These ancestral canines, which arrived in North America with their human owners, served a number of purposes: as hunters, guards, sentinels, and as draft animals, pulling travois for members of mobile societies prior to the reintroduction of horses to North America in the late fifteenth century. The care with which they were buried, at least in some circumstances, indicates that these hard-working dogs were highly valued. However, they were not selectively bred, a process that requires isolation during periods of female fertility.

The sleek Egyptian and Macedonian dogs mentioned above undoubtedly have a legitimate claim to antiquity, but a remarkable line of North American dogs, the Salishan wool dogs, may be even older and might also be the world’s most unusual breed.

Exercise task 1:
Format the stretch of the records from the line containing "of the circular" through the line containing "[(141, 267), (235, 258)]" as a JSON list of strings, one string per line, skipping any blank lines.
The passage about dogs and the records that come next are separate material.

(Labeled point records)
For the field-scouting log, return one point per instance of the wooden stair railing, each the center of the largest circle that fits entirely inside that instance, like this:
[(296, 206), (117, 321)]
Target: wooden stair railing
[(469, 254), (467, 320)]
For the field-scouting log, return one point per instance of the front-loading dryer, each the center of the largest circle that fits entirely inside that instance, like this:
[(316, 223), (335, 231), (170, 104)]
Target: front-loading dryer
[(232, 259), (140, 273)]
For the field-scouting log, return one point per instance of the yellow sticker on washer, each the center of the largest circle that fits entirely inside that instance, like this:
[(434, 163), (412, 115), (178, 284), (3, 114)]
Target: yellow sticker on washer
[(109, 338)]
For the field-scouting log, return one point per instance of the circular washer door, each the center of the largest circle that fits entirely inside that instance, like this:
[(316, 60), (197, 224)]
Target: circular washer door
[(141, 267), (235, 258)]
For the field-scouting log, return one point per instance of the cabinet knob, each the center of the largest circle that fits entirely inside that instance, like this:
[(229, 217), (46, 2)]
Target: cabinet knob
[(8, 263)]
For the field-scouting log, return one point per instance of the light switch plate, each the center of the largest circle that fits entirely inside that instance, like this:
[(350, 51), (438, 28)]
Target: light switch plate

Exercise task 2:
According to the passage on ancient North American dogs, when were horses reintroduced to North America?

Final result 1:
[
  "For the field-scouting log, return one point per instance of the circular washer door, each the center of the largest circle that fits entirely inside that instance, like this:",
  "[(316, 60), (197, 224)]",
  "Target: circular washer door",
  "[(141, 267), (235, 258)]"
]

Final result 2:
In the late fifteenth century.